二世帯住宅の間取りで1階と2階を自由自在に使いこなす90代ご夫婦のリノベーション

リフォーム・リノベーション専門店
住まいの健康寿命診断士こと
ふくろうはうすの高橋です。

 

ある90代のご夫婦からご相談を頂きました。お話を伺ったところ、
事務所として使っていた1階をリノベーションして
住めるようにしたいとのことでした。

 

その後、お客様のお住まいを訪問しましたが、
90代にも関わらず、ご夫婦の身のこなしの軽さにはとても驚きました

 

2階の玄関へ続く外階段を
あっという間に軽々と上っていかれます。

ご主人は織物会社を長年経営されていて、
1階は事務所として使い、2階をご自宅として使っていたため、
玄関も2階にありました

 

今回は、そんな軽やかに1階と2階を行き来して、
暮らしを楽しまれているご夫婦の
大型リノベーションについて紹介させていただきたいなと思います。

 

土蔵造り(どぞうづくり)の蔵(くら)を活かしたリノベーション

ご夫婦のお住まいは、もともとあった
風情ある土蔵造り(どぞうづくり)の蔵(くら)に
隣接して建てられています。

 

蔵(くら)は商品の織物や反物、原材料などを保管するためのもので、
何層にも重ねられた土壁の上に漆喰(しっくい)を塗って仕上げられた、
70cmもの厚さの外壁で覆われています。

 

外気温を遮断するため、夏場は涼しく、冬場は温かく、
冷暖房を入れても効き目が早く、スイッチを切っても
安定した気温を保ち続けます。

 

蔵(くら)の内側は、今では見られないような
栗の大きな柱や梁(はり)が使われていて、
床には檜(ひのき)の板が張られていて、
落ち着いた雰囲気を漂わせています。

 

織物が盛んだった桐生市にはこのような蔵がいくつも残っており
蔵カフェとしてリニューアルオープンされているところもあります。

 

お客様所有の蔵(くら)は2階建てで、
造られた当時のままの階段もあり、
お住まいと繋げて、内階段として使われています

 

蔵は建てられてから、かなりの年数が経っていますが、
手入れをしていなくても、手直しの必要がなく、
大がかりなメンテナンスがほぼ不要です。

 

今回のリノベーションでは、外壁の漆喰(しっくい)の塗り替えと
50cmくらいの厚みがある扉の漆喰(しっくい)の塗り替え、
扉の閂(かんぬき)の金属部分の塗り替えなどの
手直しをさせていただきましたが、
現在風にリノベーションしたお住まいから
蔵へ移動すると異空間へ迷い込んだような素敵な雰囲気になりました。

^^^^^^^^

▶ _作業一覧_:
**A.** リノベーションの文章によると、ご夫婦の住まいの玄関が2階にあったのはなぜか。1〜3文で説明してください。
**B.** リノベーションの文章の「今回は、そんな軽やかに1階と2階を行き来して、」から「隣接して建てられています。」までを、両端の語句も含めて一字一句変えずに書き出してください。
行のデータは、リノベーションの文章とは別の出典から取ったものです。

^^^^^^^^

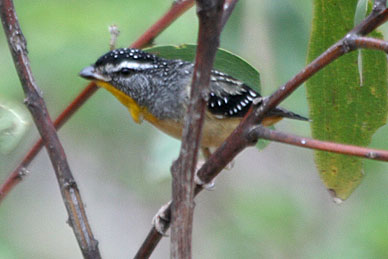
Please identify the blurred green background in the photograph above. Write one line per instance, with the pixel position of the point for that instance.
(270, 205)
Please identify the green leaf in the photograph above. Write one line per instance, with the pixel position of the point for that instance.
(347, 99)
(225, 61)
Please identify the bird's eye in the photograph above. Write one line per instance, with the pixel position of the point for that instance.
(125, 71)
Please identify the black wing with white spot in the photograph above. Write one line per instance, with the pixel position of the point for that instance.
(229, 97)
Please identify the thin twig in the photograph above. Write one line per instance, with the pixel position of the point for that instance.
(228, 9)
(171, 15)
(35, 103)
(183, 170)
(240, 139)
(371, 43)
(380, 4)
(274, 135)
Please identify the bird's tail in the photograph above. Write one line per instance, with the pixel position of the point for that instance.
(281, 112)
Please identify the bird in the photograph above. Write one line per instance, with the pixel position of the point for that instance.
(157, 90)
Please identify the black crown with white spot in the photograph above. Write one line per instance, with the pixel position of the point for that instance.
(116, 56)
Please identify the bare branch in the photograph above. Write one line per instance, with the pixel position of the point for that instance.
(171, 15)
(183, 170)
(228, 9)
(177, 9)
(380, 4)
(274, 135)
(371, 43)
(35, 103)
(237, 141)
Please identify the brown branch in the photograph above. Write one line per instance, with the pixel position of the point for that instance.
(238, 140)
(171, 15)
(35, 103)
(371, 43)
(228, 9)
(380, 4)
(274, 135)
(177, 9)
(183, 170)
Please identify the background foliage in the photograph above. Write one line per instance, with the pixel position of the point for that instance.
(271, 204)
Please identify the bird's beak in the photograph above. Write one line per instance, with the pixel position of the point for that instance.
(91, 74)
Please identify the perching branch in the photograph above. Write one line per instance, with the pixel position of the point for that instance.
(176, 10)
(240, 138)
(274, 135)
(371, 43)
(183, 170)
(37, 107)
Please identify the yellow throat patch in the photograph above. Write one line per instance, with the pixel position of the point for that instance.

^^^^^^^^

▶ _回答_:
**A.** ご主人が織物会社を長年経営しており、1階を事務所、2階を自宅として使っていたためです。

**B.**
今回は、そんな軽やかに1階と2階を行き来して、
暮らしを楽しまれているご夫婦の
大型リノベーションについて紹介させていただきたいなと思います。

 

土蔵造り(どぞうづくり)の蔵(くら)を活かしたリノベーション

ご夫婦のお住まいは、もともとあった
風情ある土蔵造り(どぞうづくり)の蔵(くら)に
隣接して建てられています。